• DATA FOR ANALYSIS:

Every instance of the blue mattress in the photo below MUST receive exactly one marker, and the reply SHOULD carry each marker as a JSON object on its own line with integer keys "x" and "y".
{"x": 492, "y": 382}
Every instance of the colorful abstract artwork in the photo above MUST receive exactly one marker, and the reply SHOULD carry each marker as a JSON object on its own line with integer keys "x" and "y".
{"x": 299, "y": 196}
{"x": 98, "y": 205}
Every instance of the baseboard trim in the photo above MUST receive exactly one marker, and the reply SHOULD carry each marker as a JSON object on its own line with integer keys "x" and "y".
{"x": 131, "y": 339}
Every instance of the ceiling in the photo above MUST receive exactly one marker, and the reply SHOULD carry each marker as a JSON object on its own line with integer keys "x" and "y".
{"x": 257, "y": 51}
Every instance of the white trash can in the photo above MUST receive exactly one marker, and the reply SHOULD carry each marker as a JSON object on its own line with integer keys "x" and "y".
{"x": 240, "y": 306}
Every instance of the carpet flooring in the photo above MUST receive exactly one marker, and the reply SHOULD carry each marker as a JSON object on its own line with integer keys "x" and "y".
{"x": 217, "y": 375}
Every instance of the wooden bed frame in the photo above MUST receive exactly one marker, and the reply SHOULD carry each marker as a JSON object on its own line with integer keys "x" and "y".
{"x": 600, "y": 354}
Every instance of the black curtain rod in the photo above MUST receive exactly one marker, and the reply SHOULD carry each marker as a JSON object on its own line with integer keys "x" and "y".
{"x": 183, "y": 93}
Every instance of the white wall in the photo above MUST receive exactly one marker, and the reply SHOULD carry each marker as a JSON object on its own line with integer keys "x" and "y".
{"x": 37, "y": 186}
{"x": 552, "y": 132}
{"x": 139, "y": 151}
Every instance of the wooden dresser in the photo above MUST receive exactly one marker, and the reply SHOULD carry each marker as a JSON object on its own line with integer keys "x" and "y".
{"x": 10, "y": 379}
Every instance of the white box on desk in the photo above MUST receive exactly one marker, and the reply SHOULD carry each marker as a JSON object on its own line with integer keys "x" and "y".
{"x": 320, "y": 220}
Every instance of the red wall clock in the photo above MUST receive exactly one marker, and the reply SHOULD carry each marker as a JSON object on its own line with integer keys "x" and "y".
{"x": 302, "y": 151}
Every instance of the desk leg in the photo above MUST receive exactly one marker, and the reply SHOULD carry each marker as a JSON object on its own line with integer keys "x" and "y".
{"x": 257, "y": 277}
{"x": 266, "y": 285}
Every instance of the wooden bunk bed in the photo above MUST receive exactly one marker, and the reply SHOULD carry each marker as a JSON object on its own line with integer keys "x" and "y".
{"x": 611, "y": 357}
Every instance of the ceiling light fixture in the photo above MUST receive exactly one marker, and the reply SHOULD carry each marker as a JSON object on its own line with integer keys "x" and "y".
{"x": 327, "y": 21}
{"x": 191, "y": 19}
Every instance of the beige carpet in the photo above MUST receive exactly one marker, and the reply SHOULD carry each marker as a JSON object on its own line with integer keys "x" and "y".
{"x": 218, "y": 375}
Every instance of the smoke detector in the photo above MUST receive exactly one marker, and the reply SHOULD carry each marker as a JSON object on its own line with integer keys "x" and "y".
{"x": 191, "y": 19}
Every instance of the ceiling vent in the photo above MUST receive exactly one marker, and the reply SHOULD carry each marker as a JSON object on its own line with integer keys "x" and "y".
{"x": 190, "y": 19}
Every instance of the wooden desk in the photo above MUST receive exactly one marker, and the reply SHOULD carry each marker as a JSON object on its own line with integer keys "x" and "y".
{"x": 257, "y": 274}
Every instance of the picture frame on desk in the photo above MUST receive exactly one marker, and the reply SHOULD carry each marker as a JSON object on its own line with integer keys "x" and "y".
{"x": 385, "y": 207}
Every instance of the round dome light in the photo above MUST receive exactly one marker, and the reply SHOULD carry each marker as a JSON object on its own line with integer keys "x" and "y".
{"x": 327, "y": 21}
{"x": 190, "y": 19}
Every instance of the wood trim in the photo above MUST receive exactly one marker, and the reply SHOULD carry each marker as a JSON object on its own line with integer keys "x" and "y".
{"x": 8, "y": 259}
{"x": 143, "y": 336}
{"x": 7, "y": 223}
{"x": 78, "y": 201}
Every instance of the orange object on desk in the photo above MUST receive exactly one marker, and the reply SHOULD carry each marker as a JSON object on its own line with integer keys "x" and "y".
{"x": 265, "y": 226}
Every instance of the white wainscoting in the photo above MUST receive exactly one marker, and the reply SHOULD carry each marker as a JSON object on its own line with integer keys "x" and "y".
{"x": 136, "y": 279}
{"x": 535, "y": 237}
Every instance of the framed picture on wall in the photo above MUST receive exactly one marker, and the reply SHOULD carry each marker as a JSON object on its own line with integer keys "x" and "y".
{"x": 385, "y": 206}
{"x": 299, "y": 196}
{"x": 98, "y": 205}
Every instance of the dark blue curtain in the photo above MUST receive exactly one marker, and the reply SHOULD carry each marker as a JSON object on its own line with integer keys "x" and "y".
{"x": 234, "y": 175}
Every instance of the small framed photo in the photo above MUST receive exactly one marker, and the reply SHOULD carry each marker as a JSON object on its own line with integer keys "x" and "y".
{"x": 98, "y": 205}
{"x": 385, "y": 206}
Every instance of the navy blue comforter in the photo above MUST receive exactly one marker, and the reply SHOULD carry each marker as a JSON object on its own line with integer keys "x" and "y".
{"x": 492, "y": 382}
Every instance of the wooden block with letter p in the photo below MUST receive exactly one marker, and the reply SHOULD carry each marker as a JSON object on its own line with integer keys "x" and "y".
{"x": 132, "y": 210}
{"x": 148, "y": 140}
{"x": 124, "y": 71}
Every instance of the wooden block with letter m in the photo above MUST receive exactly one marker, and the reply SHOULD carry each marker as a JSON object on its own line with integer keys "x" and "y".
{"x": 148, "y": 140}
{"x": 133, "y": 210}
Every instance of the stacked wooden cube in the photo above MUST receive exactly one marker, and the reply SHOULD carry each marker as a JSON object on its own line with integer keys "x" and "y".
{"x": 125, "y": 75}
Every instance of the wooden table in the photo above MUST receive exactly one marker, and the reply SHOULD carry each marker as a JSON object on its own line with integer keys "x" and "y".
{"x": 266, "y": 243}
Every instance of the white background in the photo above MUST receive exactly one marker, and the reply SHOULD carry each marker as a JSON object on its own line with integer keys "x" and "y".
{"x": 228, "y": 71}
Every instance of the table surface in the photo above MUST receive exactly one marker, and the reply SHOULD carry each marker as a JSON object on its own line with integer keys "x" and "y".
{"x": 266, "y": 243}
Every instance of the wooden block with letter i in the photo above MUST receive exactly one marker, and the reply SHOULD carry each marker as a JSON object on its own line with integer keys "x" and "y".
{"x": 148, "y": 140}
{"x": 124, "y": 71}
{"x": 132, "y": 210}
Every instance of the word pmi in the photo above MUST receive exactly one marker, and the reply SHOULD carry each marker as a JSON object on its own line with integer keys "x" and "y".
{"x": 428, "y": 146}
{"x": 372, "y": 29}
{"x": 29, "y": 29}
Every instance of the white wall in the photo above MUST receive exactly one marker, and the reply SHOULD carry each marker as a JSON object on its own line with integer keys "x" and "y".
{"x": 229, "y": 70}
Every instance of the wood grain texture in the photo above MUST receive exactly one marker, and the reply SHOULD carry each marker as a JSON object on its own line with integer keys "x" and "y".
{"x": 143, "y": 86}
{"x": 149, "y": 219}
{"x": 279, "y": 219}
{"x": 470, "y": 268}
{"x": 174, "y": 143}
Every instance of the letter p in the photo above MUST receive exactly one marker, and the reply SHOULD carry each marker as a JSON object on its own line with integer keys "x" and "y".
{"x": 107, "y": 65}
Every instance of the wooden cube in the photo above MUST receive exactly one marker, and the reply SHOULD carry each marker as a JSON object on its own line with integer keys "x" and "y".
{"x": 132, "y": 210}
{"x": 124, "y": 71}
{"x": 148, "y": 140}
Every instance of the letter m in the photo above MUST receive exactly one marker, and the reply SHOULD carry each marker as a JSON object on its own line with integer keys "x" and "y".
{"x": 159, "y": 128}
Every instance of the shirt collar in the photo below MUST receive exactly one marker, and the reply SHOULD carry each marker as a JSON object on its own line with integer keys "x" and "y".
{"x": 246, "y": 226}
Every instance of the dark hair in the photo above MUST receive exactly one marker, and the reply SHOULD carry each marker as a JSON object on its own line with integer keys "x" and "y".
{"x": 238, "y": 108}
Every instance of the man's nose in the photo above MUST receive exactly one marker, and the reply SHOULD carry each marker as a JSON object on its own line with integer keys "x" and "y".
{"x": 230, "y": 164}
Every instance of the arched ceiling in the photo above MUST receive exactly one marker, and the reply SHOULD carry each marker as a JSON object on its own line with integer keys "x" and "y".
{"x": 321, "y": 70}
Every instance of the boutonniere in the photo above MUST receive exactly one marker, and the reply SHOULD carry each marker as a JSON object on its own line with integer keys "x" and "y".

• TASK BRIEF: Output nothing but the lines from the one with "Every instance of the wooden cube" through the last line above, each exactly as it stands.

• OUTPUT FOR THIS TASK:
Every instance of the wooden cube in the photo above MUST receive exactly one marker, and the reply SHOULD carry each marker as a JSON object on its own line with integer keys "x" and "y".
{"x": 132, "y": 210}
{"x": 124, "y": 71}
{"x": 148, "y": 140}
Every instance of the letter m in the photo above MUST receive exactly one marker, and the reply SHOULD carry each marker as a JSON object on its own line with integer keys "x" and "y".
{"x": 159, "y": 128}
Every instance of the shirt collar in the photo below MUST receive exactly one marker, and the reply SHOULD carry each marker as a JSON object on its own line with integer keys "x" and "y".
{"x": 246, "y": 226}
Every instance of the dark hair in the photo above MUST receive exactly one marker, and the reply SHOULD carry each marker as a JSON object on its own line with integer keys "x" and "y".
{"x": 238, "y": 108}
Every instance of the man's nose in the photo above MUST receive exactly one marker, and the reply SHOULD carry each marker as a JSON object on its own line with integer keys "x" and "y".
{"x": 230, "y": 164}
Every instance of the arched ceiling in the photo above MUST receive exactly one marker, and the reply SHOULD carry each marker as a JSON object on its own line with integer keys "x" and "y".
{"x": 321, "y": 70}
Every instance of the boutonniere in the photo above MUST receive exactly one marker, and the reply SHOULD carry each marker as a JSON object on its own line with integer keys "x" and "y".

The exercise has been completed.